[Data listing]
────

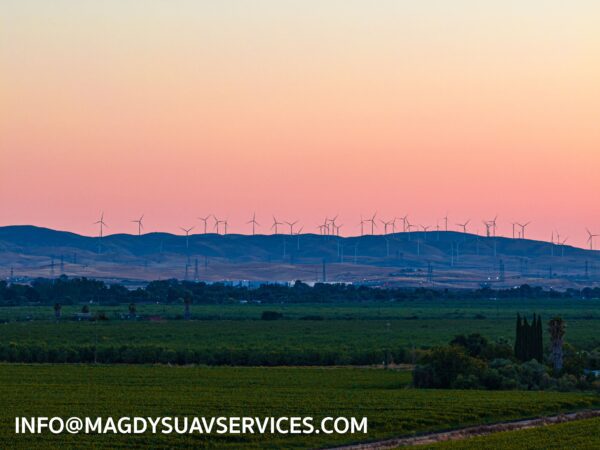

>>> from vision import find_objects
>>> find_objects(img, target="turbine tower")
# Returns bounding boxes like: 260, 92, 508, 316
246, 212, 260, 236
365, 212, 377, 235
213, 214, 223, 234
585, 228, 600, 250
456, 219, 471, 234
285, 220, 298, 236
517, 222, 531, 239
179, 227, 194, 250
325, 214, 338, 236
198, 214, 211, 234
271, 216, 283, 234
94, 211, 108, 253
379, 219, 395, 234
132, 214, 144, 236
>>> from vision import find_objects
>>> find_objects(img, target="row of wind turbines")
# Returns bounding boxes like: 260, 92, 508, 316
94, 212, 600, 250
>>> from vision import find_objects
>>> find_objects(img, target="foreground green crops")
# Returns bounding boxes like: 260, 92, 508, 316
0, 364, 600, 448
426, 418, 600, 450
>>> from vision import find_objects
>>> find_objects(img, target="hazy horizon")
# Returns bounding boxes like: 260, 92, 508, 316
0, 0, 600, 248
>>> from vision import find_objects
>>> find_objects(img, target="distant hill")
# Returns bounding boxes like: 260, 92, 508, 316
0, 226, 600, 288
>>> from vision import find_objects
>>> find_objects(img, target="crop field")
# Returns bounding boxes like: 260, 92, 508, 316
428, 418, 600, 450
0, 364, 600, 448
0, 300, 600, 365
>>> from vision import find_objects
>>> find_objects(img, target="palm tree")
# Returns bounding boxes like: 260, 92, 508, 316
548, 317, 566, 372
54, 303, 62, 320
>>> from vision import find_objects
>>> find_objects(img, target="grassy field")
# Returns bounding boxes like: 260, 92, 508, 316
426, 418, 600, 450
0, 299, 600, 365
0, 364, 600, 448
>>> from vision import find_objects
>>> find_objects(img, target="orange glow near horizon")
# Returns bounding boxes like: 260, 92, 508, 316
0, 0, 600, 246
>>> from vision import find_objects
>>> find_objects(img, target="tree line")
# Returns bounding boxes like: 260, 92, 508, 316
0, 276, 600, 306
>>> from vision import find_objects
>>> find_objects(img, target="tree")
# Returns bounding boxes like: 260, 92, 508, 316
183, 296, 192, 320
548, 317, 566, 373
129, 302, 136, 319
515, 314, 544, 362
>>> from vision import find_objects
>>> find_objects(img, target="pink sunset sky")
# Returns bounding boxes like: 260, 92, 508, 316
0, 0, 600, 246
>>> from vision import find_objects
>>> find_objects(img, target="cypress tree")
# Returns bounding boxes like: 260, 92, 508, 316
536, 315, 544, 363
522, 317, 531, 361
515, 313, 523, 359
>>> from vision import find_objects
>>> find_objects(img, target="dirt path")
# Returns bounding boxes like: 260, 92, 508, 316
332, 409, 600, 450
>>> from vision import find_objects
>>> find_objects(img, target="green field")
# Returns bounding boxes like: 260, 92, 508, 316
0, 364, 600, 448
426, 418, 600, 450
0, 300, 600, 365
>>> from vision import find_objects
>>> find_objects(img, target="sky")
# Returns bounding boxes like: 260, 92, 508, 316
0, 0, 600, 246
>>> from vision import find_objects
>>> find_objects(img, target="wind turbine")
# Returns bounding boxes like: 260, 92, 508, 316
213, 214, 223, 234
419, 225, 431, 240
94, 212, 108, 239
94, 211, 108, 253
517, 222, 531, 239
221, 218, 229, 234
585, 228, 600, 250
271, 216, 283, 234
179, 227, 194, 250
398, 214, 408, 233
132, 214, 144, 236
296, 226, 304, 250
482, 220, 492, 237
285, 220, 298, 236
246, 212, 260, 236
198, 214, 211, 234
558, 236, 569, 257
442, 212, 448, 231
379, 219, 394, 234
456, 219, 471, 234
325, 214, 338, 236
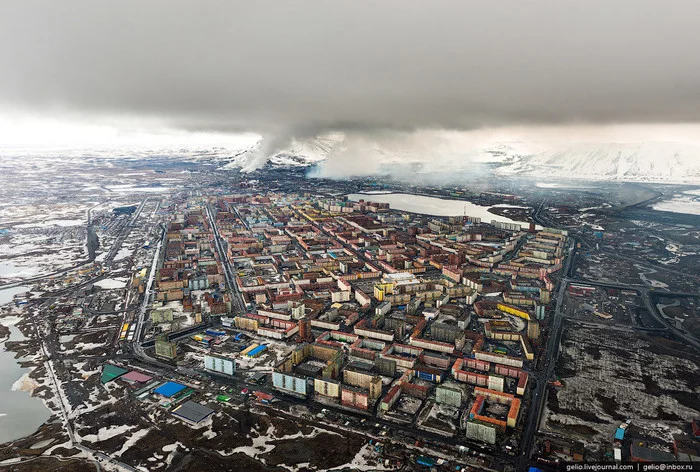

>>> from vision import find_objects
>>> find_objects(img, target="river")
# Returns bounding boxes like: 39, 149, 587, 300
0, 287, 51, 444
348, 193, 527, 226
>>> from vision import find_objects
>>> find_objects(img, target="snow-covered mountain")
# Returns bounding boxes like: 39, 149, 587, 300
496, 142, 700, 183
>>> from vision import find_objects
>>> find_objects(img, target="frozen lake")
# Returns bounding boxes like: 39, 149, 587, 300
652, 189, 700, 215
0, 300, 51, 443
348, 193, 527, 226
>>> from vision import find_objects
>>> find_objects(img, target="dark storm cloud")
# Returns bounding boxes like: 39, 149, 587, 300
0, 0, 700, 135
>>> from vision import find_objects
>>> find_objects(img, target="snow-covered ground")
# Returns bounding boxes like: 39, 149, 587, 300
653, 189, 700, 215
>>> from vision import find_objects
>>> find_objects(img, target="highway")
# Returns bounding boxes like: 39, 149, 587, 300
517, 239, 576, 470
206, 205, 246, 314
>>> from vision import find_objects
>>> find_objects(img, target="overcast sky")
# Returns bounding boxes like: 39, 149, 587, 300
0, 0, 700, 145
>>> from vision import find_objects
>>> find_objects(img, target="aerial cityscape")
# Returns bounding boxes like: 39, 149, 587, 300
0, 0, 700, 472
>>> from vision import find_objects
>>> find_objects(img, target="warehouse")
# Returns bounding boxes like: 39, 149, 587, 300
153, 382, 187, 398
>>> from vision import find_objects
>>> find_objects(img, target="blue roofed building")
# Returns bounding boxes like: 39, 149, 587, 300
615, 428, 625, 441
154, 382, 186, 398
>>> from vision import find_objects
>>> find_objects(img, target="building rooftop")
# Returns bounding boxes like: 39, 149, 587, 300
172, 400, 214, 423
154, 382, 185, 397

────

→ **Exercise instructions**
Find every line in the data listing above that contains the word "covered" and copy each one. Case matters.

→ **Task answer**
>>> find_objects(img, target="snow-covered mountain")
>>> find_objects(img, target="snow-covered ground")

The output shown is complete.